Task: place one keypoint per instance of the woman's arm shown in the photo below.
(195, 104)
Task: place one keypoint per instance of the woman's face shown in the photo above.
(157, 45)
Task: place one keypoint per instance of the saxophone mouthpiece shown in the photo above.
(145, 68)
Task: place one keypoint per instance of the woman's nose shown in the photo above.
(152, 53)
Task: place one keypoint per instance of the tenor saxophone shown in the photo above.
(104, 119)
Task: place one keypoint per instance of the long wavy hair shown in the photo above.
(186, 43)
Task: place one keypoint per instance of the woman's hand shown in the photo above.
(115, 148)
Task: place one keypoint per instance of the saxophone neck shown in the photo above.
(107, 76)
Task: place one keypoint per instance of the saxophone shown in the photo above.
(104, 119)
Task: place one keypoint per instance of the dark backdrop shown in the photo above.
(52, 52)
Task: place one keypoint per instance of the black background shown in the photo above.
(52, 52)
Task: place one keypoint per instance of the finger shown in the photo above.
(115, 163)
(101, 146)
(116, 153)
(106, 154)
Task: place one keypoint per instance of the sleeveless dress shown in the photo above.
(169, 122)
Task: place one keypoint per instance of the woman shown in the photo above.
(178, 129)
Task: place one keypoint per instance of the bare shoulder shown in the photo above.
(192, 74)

--

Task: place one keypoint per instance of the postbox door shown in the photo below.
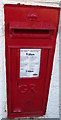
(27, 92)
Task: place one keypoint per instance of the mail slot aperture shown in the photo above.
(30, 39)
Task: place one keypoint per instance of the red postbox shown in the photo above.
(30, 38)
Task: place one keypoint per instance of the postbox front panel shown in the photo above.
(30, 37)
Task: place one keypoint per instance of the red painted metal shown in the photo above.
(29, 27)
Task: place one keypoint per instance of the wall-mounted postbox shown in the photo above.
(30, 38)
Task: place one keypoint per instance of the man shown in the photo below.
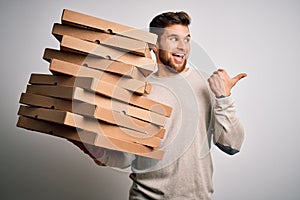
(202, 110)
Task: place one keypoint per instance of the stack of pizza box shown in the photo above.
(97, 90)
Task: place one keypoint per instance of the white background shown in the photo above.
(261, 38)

▶ [Problem to work on]:
Please collect every line in the two blocks above that contains the word "woman", counting only matches with the same letter case.

▶ [Correct result]:
Task: place one keypoint per instance of the woman's arm shown in the photo below.
Task: place one keypoint per instance of the woman's face shown in the photo above.
Task: place one keypoint per instance of the woman's nose shown in the photo above.
Task: place one keypoint per instance of the woman's hand shown in the photo above.
Task: place one keypoint per instance of the woman shown in the photo above.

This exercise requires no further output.